--- TASK STATEMENT ---
Select each line below that contains the string "dock", matching case exactly, and copy those lines out.

--- EXERCISE MATERIALS ---
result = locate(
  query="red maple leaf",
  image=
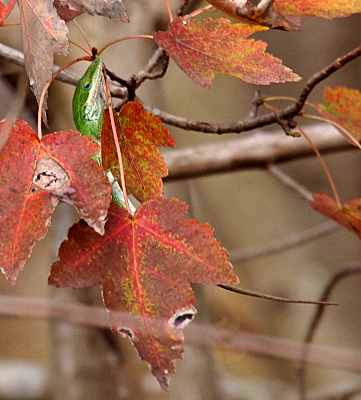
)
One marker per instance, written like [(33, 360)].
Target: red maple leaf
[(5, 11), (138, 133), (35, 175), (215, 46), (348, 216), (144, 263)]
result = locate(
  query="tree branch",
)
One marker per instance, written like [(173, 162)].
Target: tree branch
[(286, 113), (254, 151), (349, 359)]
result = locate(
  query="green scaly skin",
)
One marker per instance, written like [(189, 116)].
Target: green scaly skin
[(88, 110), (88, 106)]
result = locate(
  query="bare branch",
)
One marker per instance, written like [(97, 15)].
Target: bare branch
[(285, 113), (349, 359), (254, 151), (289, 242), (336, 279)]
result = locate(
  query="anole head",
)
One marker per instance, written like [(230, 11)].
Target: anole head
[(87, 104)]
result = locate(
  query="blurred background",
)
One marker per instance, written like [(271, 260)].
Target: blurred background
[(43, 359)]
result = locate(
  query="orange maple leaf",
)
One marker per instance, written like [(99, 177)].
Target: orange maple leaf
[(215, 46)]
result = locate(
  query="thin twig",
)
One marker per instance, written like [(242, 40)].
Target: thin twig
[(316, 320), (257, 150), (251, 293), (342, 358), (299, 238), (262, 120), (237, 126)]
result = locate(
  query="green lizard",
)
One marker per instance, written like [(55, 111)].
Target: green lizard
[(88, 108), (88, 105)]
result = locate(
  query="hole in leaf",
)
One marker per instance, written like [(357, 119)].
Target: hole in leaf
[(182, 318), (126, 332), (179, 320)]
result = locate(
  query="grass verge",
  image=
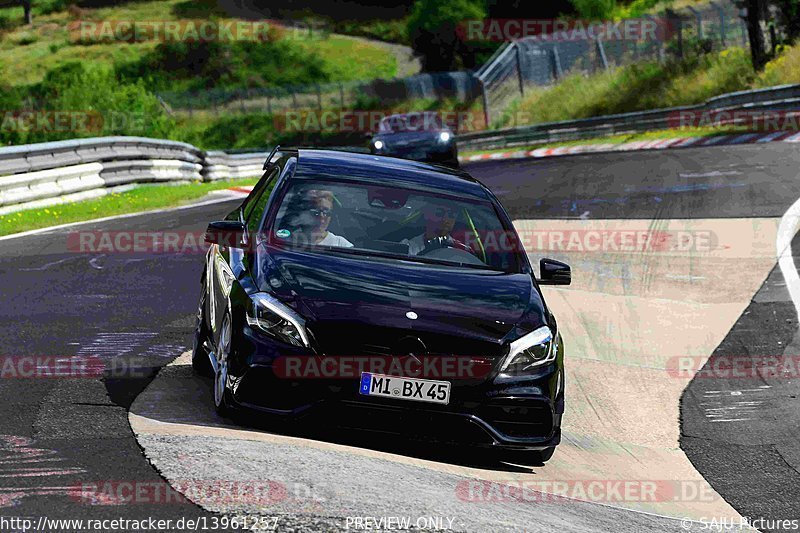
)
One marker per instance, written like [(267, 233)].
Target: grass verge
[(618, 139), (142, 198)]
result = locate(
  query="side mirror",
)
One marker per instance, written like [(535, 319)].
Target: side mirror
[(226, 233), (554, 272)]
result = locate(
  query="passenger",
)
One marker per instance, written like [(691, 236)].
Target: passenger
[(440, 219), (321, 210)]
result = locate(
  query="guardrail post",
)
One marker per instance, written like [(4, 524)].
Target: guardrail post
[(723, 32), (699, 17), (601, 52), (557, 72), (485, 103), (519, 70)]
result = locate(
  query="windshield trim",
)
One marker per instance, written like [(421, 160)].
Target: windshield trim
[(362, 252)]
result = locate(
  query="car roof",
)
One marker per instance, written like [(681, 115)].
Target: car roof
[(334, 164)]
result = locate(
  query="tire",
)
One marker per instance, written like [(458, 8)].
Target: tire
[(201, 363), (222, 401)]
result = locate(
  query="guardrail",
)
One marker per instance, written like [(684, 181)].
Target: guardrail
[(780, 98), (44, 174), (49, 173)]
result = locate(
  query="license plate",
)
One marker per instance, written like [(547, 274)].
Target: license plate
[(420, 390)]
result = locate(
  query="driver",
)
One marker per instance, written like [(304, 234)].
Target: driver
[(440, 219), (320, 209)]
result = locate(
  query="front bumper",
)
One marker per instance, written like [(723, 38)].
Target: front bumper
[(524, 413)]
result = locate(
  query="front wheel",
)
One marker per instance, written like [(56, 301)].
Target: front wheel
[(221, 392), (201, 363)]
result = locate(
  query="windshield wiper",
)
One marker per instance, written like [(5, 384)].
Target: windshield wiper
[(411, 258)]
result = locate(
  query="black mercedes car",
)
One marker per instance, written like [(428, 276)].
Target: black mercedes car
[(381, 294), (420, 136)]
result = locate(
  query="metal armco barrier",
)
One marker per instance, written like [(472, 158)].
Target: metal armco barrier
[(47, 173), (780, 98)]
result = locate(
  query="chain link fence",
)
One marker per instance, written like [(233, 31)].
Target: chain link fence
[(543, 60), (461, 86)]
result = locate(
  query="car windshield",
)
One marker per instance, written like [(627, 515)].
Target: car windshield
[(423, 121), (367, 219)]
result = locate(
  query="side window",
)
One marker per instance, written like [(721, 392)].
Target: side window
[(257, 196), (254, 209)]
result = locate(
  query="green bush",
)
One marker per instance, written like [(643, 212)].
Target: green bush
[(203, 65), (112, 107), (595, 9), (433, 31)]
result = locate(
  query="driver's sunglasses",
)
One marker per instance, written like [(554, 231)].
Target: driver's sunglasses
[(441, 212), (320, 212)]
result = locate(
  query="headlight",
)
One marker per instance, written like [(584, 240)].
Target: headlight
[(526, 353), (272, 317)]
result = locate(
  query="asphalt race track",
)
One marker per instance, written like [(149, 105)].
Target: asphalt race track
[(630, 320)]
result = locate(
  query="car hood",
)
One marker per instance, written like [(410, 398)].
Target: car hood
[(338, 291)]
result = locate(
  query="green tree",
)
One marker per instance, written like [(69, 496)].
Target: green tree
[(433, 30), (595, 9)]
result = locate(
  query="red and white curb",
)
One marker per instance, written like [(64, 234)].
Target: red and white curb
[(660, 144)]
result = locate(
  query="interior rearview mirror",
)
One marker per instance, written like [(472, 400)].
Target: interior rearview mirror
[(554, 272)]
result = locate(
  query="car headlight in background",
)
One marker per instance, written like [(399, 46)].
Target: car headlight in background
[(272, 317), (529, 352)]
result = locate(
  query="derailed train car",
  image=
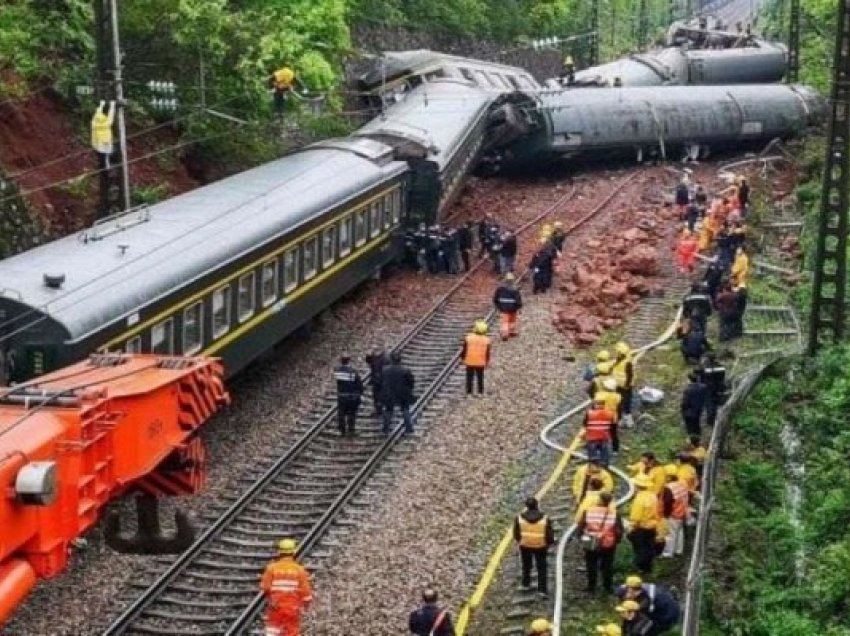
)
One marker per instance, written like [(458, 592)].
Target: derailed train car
---
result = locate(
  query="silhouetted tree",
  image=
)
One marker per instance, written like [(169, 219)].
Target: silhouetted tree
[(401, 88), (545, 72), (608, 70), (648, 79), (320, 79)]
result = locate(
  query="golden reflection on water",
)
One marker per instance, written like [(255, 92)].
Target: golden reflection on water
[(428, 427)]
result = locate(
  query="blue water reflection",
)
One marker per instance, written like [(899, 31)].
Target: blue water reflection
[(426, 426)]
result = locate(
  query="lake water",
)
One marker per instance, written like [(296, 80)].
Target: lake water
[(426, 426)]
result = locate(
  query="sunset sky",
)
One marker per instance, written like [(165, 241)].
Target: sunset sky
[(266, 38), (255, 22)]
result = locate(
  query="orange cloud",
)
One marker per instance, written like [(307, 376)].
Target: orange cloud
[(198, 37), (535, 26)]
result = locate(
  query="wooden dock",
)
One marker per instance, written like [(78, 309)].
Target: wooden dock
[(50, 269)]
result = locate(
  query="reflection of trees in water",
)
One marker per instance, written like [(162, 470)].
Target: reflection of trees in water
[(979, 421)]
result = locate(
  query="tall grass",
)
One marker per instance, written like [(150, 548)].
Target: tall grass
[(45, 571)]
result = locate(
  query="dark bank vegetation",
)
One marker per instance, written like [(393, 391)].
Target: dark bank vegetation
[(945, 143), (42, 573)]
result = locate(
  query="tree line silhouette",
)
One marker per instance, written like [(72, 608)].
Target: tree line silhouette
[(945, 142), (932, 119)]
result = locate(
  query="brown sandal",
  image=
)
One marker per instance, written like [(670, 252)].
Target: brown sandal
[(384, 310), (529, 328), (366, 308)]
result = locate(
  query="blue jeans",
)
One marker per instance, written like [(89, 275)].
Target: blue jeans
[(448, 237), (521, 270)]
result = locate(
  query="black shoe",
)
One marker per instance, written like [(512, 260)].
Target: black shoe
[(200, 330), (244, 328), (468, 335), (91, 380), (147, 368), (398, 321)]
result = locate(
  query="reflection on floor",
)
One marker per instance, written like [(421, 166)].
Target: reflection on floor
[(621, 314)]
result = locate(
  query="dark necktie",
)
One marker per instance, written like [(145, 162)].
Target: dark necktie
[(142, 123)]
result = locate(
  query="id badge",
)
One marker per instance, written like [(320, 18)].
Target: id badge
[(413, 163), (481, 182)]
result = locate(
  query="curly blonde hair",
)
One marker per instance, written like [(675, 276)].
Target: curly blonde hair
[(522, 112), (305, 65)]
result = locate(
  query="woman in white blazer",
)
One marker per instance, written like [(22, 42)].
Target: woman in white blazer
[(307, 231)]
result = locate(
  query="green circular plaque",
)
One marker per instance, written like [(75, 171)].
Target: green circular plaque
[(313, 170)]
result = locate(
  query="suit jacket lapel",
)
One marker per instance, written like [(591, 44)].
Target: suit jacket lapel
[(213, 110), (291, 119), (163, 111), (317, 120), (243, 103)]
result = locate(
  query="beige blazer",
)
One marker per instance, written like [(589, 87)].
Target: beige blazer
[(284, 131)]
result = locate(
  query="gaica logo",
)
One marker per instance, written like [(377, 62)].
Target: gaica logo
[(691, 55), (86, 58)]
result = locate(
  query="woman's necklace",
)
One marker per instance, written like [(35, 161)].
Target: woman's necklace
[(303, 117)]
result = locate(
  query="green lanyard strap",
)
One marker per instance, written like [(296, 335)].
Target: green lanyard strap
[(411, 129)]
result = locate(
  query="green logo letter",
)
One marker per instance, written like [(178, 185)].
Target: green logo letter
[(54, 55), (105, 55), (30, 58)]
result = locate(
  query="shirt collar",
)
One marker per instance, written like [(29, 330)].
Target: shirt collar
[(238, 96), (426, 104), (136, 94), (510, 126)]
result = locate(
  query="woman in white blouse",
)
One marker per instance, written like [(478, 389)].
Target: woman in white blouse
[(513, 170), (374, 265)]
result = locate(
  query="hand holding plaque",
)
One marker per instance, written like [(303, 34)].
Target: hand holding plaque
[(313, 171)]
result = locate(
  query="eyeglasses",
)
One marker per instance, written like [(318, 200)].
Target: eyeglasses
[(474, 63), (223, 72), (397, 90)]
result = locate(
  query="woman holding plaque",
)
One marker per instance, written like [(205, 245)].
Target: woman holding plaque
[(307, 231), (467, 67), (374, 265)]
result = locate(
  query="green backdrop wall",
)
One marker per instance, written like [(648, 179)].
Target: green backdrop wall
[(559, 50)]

--- RESPONSE TO THE TASK ---
  query="wooden dock",
Target: wooden dock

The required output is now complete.